■ Problem to solve ■
Report every line below that contains the word "background", copying each one in full.
-=-=-=-=-
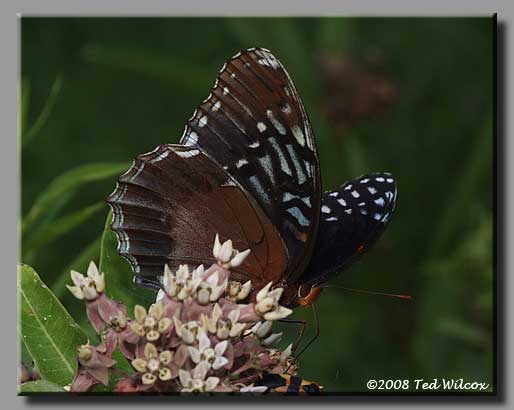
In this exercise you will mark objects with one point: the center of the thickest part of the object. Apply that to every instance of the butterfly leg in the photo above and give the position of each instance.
(303, 325)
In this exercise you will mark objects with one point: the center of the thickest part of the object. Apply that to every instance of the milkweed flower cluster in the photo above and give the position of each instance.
(204, 333)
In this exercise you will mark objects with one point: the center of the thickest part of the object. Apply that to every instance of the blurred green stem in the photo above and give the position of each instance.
(43, 116)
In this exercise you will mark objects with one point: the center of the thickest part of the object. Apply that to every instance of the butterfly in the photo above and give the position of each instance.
(247, 168)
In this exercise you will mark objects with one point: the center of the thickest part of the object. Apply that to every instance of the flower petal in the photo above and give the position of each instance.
(150, 351)
(139, 364)
(279, 313)
(203, 342)
(217, 247)
(220, 348)
(139, 314)
(211, 383)
(219, 362)
(185, 377)
(76, 291)
(77, 278)
(194, 354)
(263, 292)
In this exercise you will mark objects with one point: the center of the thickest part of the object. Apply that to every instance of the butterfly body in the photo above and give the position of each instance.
(247, 169)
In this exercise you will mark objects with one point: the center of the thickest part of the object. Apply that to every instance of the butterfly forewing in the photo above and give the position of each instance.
(255, 126)
(352, 219)
(170, 204)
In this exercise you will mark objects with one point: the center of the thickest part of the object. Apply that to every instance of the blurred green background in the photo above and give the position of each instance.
(412, 96)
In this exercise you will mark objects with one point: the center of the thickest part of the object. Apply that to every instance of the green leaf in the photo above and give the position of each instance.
(60, 227)
(80, 263)
(68, 182)
(118, 273)
(48, 331)
(45, 112)
(39, 386)
(24, 107)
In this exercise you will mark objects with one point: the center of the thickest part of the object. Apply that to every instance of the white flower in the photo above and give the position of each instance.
(196, 382)
(153, 365)
(253, 389)
(188, 331)
(151, 324)
(267, 304)
(208, 290)
(226, 255)
(87, 287)
(205, 354)
(237, 291)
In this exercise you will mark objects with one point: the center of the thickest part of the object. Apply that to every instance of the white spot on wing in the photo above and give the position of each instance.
(380, 201)
(298, 215)
(299, 171)
(241, 162)
(276, 123)
(267, 166)
(298, 134)
(284, 166)
(161, 156)
(191, 139)
(187, 154)
(203, 121)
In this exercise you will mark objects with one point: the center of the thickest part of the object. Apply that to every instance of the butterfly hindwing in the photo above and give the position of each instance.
(170, 204)
(255, 126)
(352, 219)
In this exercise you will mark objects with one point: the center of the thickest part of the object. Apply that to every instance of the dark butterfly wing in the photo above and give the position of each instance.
(169, 206)
(255, 126)
(352, 219)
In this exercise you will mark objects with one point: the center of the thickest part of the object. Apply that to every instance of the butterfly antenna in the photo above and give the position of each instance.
(370, 292)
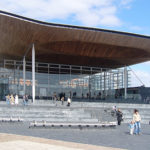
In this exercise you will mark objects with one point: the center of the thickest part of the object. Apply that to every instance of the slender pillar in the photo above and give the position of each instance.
(125, 82)
(33, 73)
(24, 75)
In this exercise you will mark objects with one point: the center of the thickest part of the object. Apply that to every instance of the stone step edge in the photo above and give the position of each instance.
(80, 125)
(11, 119)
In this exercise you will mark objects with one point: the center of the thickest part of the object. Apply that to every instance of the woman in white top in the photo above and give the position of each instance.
(16, 99)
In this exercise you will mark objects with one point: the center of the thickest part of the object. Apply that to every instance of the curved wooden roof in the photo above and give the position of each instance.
(67, 44)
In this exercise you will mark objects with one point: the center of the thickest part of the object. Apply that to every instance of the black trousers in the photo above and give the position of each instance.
(119, 122)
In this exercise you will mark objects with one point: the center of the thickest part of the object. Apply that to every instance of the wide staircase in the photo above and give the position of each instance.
(88, 112)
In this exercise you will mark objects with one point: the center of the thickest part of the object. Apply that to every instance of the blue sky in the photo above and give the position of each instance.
(121, 15)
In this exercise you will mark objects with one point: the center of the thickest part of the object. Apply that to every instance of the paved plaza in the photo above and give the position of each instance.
(110, 138)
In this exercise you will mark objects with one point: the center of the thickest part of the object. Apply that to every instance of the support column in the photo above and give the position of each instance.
(33, 73)
(125, 82)
(24, 75)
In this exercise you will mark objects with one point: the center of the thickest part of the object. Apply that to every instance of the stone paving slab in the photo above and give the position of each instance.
(17, 142)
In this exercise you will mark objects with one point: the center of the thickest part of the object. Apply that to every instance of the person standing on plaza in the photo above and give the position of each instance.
(119, 115)
(68, 101)
(136, 120)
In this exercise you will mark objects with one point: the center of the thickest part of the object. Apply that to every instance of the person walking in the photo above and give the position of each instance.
(68, 101)
(16, 99)
(136, 120)
(119, 115)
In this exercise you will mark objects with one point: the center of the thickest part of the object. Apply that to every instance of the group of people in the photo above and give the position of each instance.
(12, 99)
(134, 125)
(61, 98)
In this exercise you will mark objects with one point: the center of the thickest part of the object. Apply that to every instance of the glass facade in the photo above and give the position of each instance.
(75, 81)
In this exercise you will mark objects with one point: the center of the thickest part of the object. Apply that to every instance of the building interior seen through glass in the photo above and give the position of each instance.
(74, 81)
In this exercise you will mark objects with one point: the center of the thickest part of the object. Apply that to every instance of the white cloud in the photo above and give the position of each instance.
(136, 28)
(87, 12)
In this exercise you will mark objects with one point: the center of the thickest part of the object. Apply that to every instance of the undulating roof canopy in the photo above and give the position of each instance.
(65, 44)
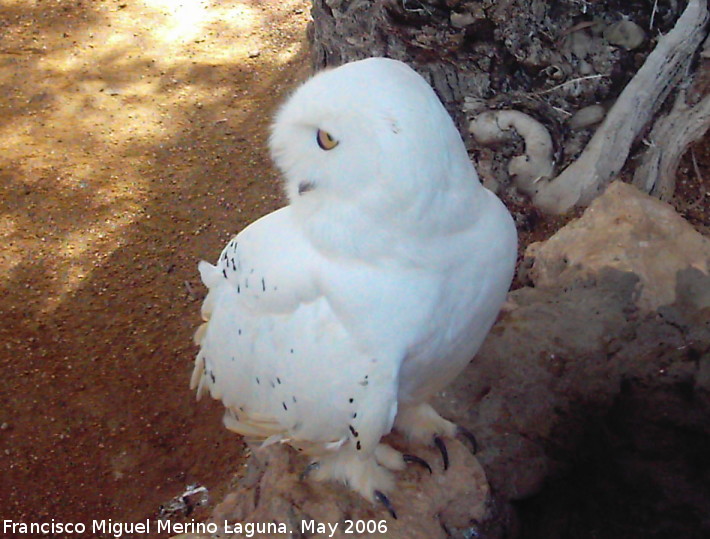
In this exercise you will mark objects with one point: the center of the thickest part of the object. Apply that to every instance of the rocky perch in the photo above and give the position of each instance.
(590, 400)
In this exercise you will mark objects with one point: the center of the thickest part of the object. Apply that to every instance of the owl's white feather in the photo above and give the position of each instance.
(370, 291)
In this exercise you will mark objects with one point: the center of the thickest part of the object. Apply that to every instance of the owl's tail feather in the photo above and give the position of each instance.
(255, 427)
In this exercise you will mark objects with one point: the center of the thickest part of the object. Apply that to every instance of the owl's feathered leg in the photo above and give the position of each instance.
(422, 424)
(366, 475)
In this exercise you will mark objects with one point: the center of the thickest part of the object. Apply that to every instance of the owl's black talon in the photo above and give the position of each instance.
(308, 469)
(417, 460)
(441, 446)
(461, 431)
(384, 500)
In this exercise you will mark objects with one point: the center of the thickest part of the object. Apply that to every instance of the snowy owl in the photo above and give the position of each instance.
(333, 320)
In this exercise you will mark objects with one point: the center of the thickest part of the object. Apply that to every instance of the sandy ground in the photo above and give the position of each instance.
(132, 145)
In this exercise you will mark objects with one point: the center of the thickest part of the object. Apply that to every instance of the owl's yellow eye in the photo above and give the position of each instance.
(325, 140)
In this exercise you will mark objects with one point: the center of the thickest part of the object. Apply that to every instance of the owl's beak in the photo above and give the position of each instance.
(305, 186)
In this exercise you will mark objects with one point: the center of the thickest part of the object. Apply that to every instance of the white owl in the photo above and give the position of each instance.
(334, 319)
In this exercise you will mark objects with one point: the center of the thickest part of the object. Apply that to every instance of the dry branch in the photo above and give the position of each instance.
(672, 134)
(609, 148)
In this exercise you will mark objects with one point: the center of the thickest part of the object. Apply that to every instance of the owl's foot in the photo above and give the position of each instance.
(422, 424)
(370, 477)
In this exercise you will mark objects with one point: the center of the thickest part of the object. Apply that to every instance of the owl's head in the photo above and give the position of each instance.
(370, 133)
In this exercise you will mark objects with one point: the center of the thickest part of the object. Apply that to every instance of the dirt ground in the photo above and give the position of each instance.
(133, 144)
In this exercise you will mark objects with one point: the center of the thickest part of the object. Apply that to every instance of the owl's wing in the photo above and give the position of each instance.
(275, 353)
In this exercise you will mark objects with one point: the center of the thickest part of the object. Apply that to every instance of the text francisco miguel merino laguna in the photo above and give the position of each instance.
(130, 529)
(11, 528)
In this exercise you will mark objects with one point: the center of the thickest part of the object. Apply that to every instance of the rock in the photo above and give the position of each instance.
(273, 491)
(587, 116)
(626, 34)
(461, 20)
(627, 230)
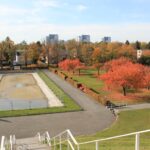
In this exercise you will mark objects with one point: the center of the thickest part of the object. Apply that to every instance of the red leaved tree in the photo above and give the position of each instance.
(98, 66)
(69, 64)
(147, 78)
(125, 74)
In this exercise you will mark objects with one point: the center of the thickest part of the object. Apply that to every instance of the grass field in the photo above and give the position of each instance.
(69, 104)
(89, 78)
(129, 121)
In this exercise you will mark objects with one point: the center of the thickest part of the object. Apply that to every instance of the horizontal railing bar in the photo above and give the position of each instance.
(71, 145)
(115, 137)
(72, 137)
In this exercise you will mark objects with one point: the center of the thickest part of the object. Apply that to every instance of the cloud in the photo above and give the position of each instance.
(8, 10)
(82, 7)
(47, 3)
(118, 32)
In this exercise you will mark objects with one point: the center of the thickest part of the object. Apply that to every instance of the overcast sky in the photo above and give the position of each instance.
(32, 20)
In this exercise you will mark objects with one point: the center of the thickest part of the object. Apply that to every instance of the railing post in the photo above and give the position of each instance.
(68, 148)
(137, 141)
(96, 146)
(60, 142)
(78, 147)
(11, 142)
(54, 143)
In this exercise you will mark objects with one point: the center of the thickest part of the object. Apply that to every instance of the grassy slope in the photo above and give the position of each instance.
(69, 104)
(129, 121)
(89, 80)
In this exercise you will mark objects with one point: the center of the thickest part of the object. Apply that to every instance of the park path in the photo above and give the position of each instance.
(94, 118)
(136, 107)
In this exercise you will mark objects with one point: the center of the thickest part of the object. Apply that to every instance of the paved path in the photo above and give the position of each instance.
(95, 117)
(136, 106)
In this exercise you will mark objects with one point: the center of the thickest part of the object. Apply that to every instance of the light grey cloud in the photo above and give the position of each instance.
(47, 3)
(82, 7)
(34, 32)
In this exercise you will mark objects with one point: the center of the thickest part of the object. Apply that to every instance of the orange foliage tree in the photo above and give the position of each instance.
(147, 77)
(69, 64)
(122, 72)
(98, 66)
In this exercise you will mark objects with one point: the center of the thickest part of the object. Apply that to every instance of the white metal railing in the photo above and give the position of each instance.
(7, 144)
(44, 137)
(12, 141)
(97, 142)
(2, 143)
(64, 139)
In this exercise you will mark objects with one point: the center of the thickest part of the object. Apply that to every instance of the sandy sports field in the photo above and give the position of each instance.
(26, 86)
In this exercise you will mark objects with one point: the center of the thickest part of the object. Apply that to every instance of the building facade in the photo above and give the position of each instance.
(84, 38)
(106, 39)
(139, 53)
(52, 39)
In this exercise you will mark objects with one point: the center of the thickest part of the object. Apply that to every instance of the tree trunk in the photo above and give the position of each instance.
(98, 71)
(124, 91)
(79, 72)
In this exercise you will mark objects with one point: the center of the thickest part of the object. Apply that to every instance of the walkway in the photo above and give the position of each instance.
(94, 118)
(136, 107)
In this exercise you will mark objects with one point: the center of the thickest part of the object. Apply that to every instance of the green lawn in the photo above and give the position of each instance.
(69, 104)
(87, 78)
(129, 121)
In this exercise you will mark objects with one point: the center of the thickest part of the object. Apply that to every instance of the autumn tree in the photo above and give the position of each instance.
(98, 66)
(96, 55)
(69, 64)
(127, 51)
(124, 74)
(72, 48)
(33, 53)
(8, 50)
(145, 58)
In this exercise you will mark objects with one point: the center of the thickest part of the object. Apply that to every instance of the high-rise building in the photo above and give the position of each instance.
(52, 39)
(84, 38)
(139, 53)
(106, 39)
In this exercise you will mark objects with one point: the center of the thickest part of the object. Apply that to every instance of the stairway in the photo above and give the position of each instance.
(30, 144)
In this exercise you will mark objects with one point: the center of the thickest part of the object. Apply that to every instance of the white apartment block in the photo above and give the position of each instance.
(52, 39)
(84, 38)
(106, 39)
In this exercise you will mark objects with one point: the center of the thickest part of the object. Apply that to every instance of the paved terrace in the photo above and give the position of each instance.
(95, 117)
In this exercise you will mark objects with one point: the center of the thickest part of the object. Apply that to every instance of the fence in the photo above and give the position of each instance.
(22, 104)
(131, 141)
(64, 140)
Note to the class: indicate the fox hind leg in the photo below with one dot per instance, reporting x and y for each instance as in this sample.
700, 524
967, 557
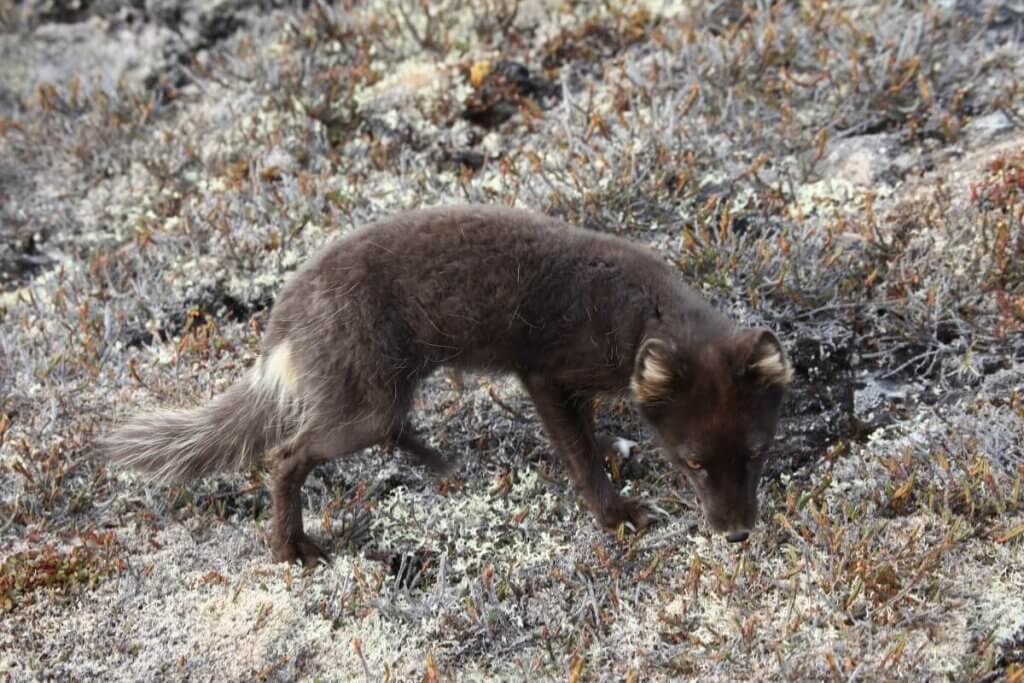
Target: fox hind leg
289, 541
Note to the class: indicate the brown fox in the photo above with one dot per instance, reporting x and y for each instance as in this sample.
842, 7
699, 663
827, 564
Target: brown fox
571, 312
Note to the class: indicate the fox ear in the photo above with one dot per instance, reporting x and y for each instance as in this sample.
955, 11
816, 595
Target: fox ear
653, 372
765, 361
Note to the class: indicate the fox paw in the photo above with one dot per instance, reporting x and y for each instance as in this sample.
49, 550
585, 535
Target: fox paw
301, 549
635, 513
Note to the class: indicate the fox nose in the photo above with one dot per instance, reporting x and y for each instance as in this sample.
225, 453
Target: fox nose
737, 537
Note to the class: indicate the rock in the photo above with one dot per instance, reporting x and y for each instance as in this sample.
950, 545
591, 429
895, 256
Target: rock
987, 127
861, 160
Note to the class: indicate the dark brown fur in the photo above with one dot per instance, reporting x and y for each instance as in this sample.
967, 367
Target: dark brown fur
571, 312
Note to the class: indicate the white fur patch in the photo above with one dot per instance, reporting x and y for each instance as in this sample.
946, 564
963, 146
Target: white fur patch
773, 370
653, 379
278, 373
624, 446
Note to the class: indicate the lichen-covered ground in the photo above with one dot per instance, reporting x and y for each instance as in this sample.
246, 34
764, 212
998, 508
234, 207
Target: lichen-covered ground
850, 174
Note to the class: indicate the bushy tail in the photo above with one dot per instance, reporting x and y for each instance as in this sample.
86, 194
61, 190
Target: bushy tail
230, 432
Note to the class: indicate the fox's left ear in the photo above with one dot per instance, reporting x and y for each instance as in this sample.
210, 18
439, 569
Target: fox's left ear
654, 372
764, 358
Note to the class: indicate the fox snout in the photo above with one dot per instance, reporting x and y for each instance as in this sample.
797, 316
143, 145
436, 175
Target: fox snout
728, 499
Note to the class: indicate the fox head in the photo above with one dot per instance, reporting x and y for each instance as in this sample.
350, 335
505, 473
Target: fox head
714, 408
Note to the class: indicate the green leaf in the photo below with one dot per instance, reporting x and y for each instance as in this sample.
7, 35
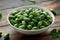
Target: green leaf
54, 33
6, 37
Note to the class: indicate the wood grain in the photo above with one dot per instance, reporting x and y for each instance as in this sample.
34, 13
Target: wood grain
18, 36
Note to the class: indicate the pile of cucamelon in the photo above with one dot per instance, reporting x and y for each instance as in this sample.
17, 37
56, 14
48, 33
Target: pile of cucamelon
30, 18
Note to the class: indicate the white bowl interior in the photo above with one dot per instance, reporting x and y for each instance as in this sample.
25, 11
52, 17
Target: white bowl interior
32, 31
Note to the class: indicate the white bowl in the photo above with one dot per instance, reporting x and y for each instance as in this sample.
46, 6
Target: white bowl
30, 32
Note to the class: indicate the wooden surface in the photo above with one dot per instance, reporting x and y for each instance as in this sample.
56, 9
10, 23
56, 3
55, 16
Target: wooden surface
6, 28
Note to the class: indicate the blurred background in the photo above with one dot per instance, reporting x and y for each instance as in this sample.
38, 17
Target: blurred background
6, 4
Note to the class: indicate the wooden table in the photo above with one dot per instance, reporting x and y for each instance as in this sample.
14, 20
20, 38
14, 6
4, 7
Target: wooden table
6, 28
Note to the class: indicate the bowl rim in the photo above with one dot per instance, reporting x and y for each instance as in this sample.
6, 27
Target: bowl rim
44, 8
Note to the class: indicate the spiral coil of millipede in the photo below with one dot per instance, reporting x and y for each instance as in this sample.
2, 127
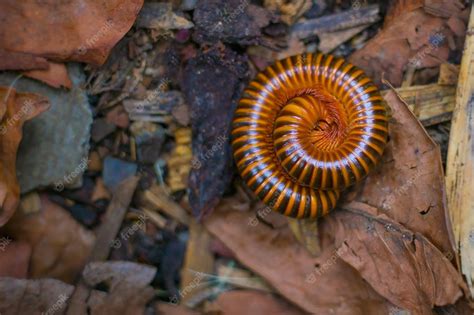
-=-=-=-=-
■ Response to the exercise ■
In this exercise you will mark objects with one point: the center of the thickest part of the object. Apply that to every instance of the blurred green background in the photo above and give the position of each instance.
Note to the class: indicate the blurred background in the photo above with one dot per instance, reporting x and y for each instance as in this sample.
Target: blurred background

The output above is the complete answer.